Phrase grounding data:
= = = =
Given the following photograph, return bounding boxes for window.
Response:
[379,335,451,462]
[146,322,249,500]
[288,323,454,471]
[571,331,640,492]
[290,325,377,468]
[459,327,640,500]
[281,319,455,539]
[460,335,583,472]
= = = =
# Prompt
Each line above needs to be returned exactly as it is.

# Task output
Given the following photograph, return bounding boxes for window.
Response:
[379,335,451,462]
[146,322,249,500]
[288,323,454,471]
[571,331,640,492]
[290,325,377,468]
[459,327,640,500]
[281,319,455,539]
[460,335,583,472]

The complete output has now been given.